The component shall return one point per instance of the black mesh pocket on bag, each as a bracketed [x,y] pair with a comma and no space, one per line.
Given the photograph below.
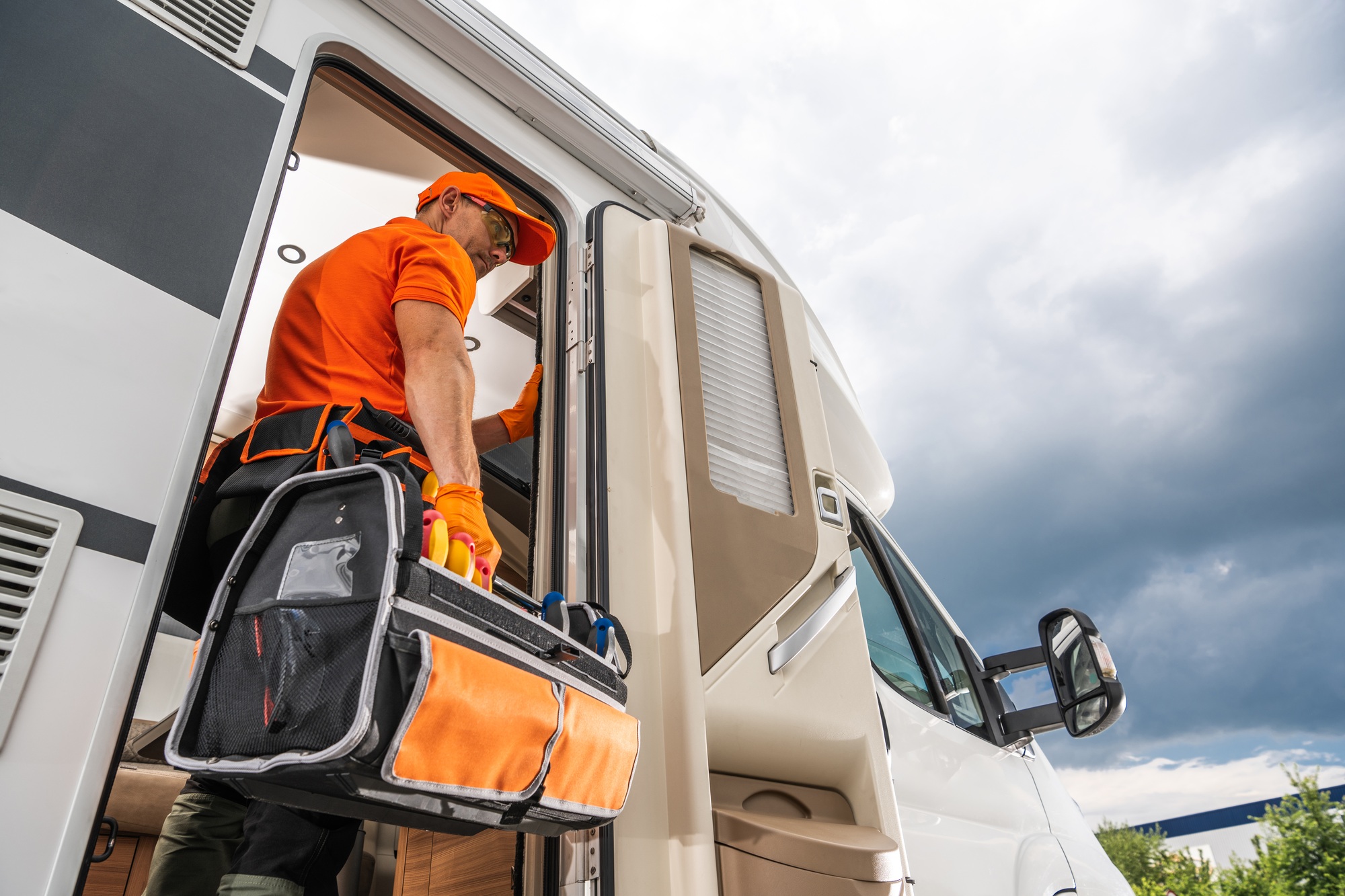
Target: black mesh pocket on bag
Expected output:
[286,678]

# Exercise goal
Reproduce all lines of the data above, requests included, scaling every coordinate in the answers by 2.45 and rounding to the nearest whole number, with halves rounded up. Leave the picture out of your reply.

# Output below
The component shall return one point per instance of the black mesh pocket on bag, each as a bracketed [x,y] pair with a comma and no space, one per line.
Given the photograph below.
Target: black mesh pocket on bag
Expected output:
[701,1661]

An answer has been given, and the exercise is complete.